**REQUIRED ACTION:** Retype each line below without a single alteration.

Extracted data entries
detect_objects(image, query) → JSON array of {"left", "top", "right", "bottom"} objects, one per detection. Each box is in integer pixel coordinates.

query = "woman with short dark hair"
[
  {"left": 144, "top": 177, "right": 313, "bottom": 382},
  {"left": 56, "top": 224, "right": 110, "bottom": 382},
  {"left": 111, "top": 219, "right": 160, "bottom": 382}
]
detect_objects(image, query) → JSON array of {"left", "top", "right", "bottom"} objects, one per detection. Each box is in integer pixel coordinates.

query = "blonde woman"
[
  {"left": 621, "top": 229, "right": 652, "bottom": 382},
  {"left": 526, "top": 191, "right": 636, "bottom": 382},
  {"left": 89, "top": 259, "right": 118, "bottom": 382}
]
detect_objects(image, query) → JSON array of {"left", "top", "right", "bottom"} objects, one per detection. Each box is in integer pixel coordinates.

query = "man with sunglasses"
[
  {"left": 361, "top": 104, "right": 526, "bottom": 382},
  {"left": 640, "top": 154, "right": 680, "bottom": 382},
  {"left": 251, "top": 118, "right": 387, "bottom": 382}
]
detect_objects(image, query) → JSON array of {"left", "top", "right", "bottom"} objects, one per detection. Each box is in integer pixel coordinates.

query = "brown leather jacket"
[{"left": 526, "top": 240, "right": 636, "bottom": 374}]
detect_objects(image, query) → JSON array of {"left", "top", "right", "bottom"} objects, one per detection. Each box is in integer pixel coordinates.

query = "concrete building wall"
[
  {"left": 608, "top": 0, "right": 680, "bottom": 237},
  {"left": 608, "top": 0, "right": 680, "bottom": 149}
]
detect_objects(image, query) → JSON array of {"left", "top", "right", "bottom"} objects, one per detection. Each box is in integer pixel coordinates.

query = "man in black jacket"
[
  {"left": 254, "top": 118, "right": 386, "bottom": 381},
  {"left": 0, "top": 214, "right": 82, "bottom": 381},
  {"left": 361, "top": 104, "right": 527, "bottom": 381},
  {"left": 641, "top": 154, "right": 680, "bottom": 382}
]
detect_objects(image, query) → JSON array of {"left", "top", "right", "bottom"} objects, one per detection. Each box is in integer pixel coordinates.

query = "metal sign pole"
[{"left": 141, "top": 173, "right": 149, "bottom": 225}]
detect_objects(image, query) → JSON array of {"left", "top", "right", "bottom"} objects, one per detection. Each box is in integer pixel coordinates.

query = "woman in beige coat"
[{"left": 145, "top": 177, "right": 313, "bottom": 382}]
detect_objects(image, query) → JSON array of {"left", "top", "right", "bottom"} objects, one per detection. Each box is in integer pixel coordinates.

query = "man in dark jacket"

**FINISHED EXERCISE:**
detect_objects(image, query) → JSON array of {"left", "top", "right", "bottom"} objects, one per detection. Each box is in integer pixel coordinates.

query = "woman with short dark hair"
[
  {"left": 144, "top": 177, "right": 313, "bottom": 382},
  {"left": 56, "top": 224, "right": 110, "bottom": 382},
  {"left": 111, "top": 219, "right": 160, "bottom": 382}
]
detect_objects(image, query) → JSON array of {"left", "top", "right", "bottom"} objects, one per detection. Each box is in integer pixel coordinates.

query = "blonde woman"
[
  {"left": 621, "top": 229, "right": 652, "bottom": 382},
  {"left": 526, "top": 191, "right": 636, "bottom": 382},
  {"left": 89, "top": 259, "right": 118, "bottom": 382}
]
detect_objects(image, query) → JSON array of {"left", "top", "right", "bottom"} objects, one per detection. Each box is in integer pixel coordinates.

query = "man with sunglasses"
[
  {"left": 361, "top": 104, "right": 526, "bottom": 382},
  {"left": 640, "top": 154, "right": 680, "bottom": 382},
  {"left": 251, "top": 118, "right": 387, "bottom": 382}
]
detect_objects(image, query) → JSON array of {"left", "top", "right", "bottom"} objects, one per detection. Each box is in integer pixel coordinates.

query = "brown leather jacket"
[{"left": 526, "top": 240, "right": 636, "bottom": 374}]
detect_objects(image, query) → JSON array of {"left", "top", "right", "bottom"} objects, one per detection. Each box is in integer pixel coordinates.

query = "concrete building wall"
[
  {"left": 608, "top": 0, "right": 680, "bottom": 237},
  {"left": 608, "top": 0, "right": 680, "bottom": 149}
]
detect_objects(image, query) → JSON array of {"left", "top", "right", "bottom"} objects, one per detection. Each box is in integer pixel coordinates.

query = "man in black jacket"
[
  {"left": 254, "top": 118, "right": 386, "bottom": 381},
  {"left": 0, "top": 214, "right": 82, "bottom": 381},
  {"left": 361, "top": 104, "right": 527, "bottom": 381},
  {"left": 641, "top": 154, "right": 680, "bottom": 382}
]
detect_objects(image, query) → JSON array of {"left", "top", "right", "bottom"} objects, one per detection. Each box is in integer pixel coordinates.

query = "metal sign pole"
[{"left": 141, "top": 173, "right": 149, "bottom": 225}]
detect_objects(image, query) → JSON array of {"left", "top", "right", "bottom"} objects, one per detection. Each box is in integer pixel coordinates.

query = "woman in beige coat"
[{"left": 145, "top": 177, "right": 313, "bottom": 382}]
detect_objects(image, query) → JSON array of {"left", "top", "right", "bottom"} objects, one per detection. Each box is in integer pixel coordinates.

query = "man in dark jacket"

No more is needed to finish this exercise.